#### DATA IN THIS EXERCISE:
━━━━

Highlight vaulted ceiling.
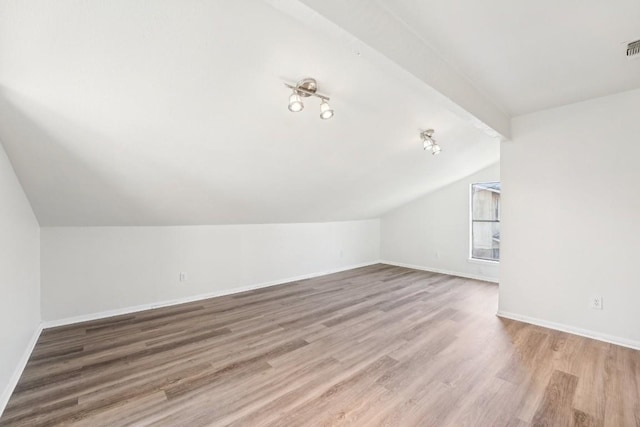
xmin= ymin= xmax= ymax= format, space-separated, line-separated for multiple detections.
xmin=377 ymin=0 xmax=640 ymax=116
xmin=1 ymin=0 xmax=637 ymax=226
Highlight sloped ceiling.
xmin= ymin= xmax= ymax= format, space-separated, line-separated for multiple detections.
xmin=378 ymin=0 xmax=640 ymax=116
xmin=0 ymin=0 xmax=500 ymax=226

━━━━

#### EXERCISE AIM:
Output the data above exactly, beginning at its first line and ending with the line that holds "Highlight sloped ceiling.". Leave out the pictures and add nothing.

#### THE ANSWER:
Highlight vaulted ceiling.
xmin= ymin= xmax= ymax= format, space-separated, line-separated for multiple detections.
xmin=377 ymin=0 xmax=640 ymax=116
xmin=1 ymin=0 xmax=637 ymax=226
Highlight sloped ceiling.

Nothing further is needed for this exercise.